(Data excerpts)
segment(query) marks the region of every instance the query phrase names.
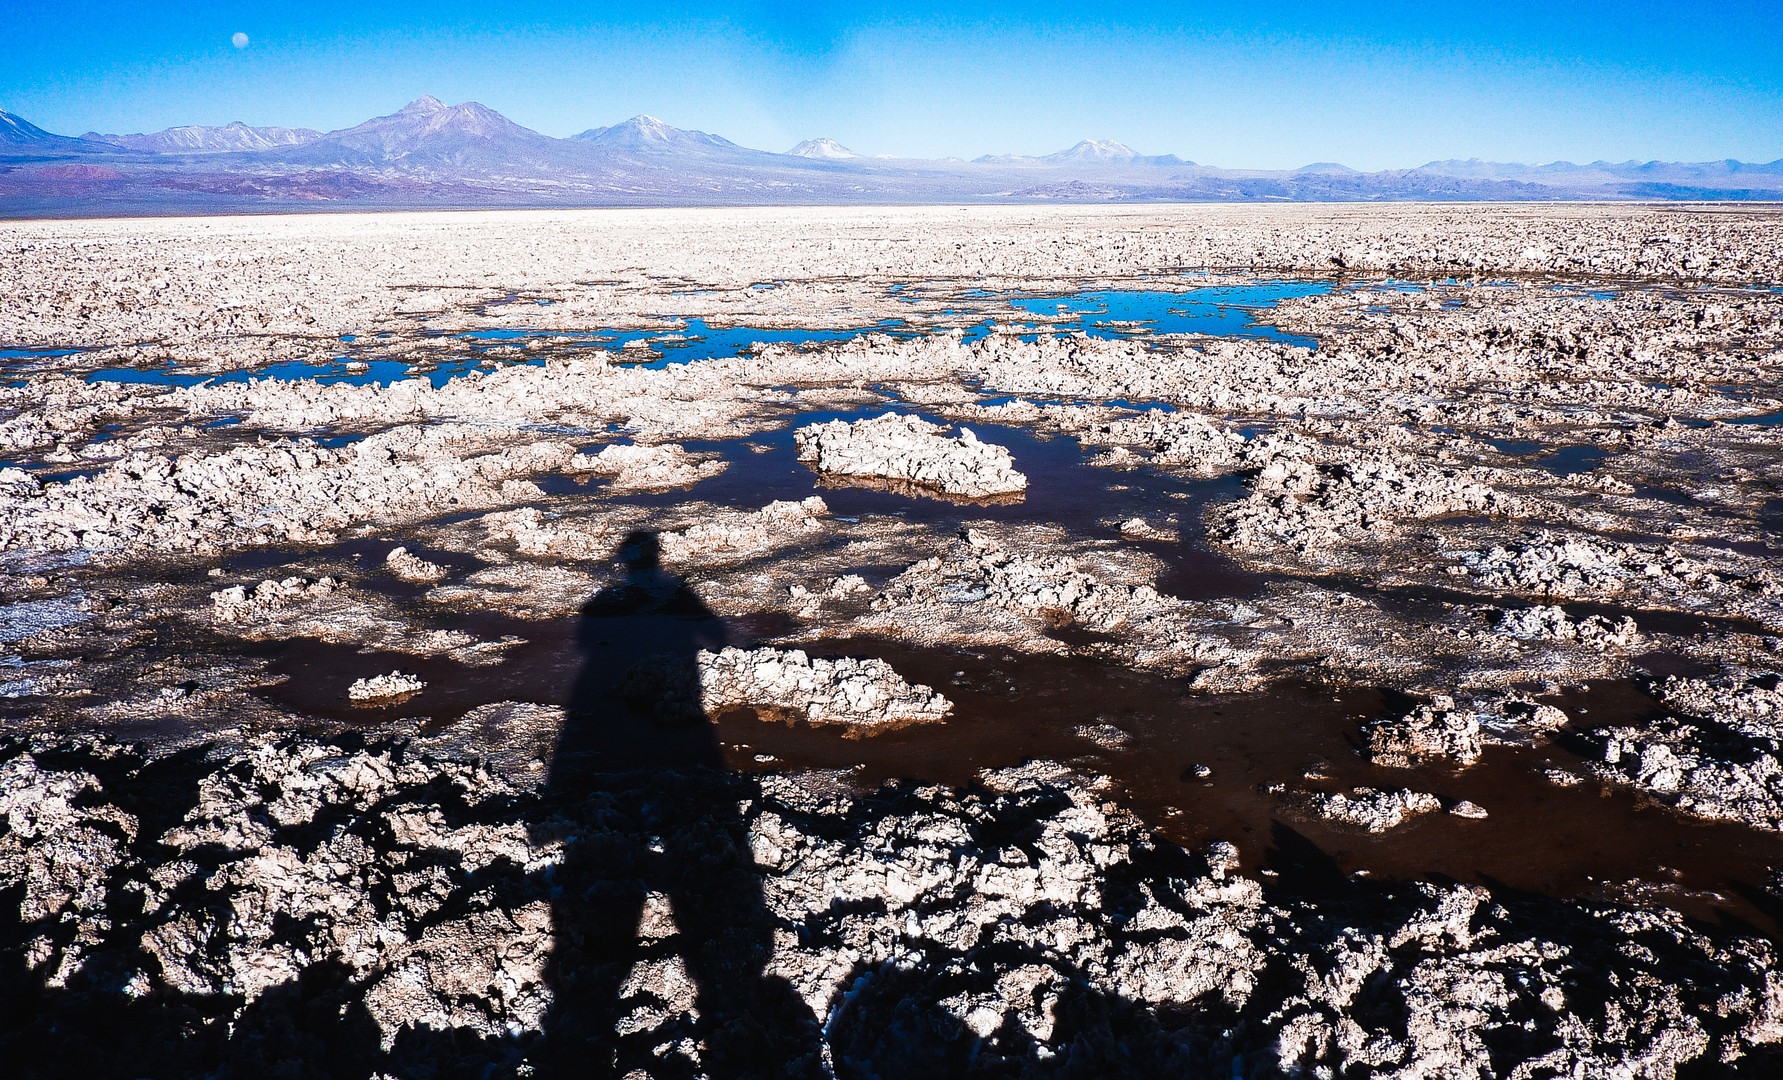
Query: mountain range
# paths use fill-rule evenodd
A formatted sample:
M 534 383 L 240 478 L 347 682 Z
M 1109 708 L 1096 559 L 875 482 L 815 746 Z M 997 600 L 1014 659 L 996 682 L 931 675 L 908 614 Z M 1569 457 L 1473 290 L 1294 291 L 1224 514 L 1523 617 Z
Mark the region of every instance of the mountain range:
M 1504 164 L 1359 172 L 1216 168 L 1086 139 L 1040 157 L 866 157 L 831 139 L 786 153 L 649 116 L 566 139 L 494 109 L 422 97 L 354 127 L 189 125 L 57 135 L 0 110 L 0 217 L 324 207 L 1164 201 L 1783 200 L 1783 160 Z

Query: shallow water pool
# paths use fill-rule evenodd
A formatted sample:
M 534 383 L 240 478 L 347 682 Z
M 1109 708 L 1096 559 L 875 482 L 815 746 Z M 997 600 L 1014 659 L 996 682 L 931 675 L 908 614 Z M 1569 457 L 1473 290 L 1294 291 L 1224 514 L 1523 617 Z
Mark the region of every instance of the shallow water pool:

__What you will do__:
Among the lines above, find those holding the word "shallow" and state how many there are, number only.

__Exercise result__:
2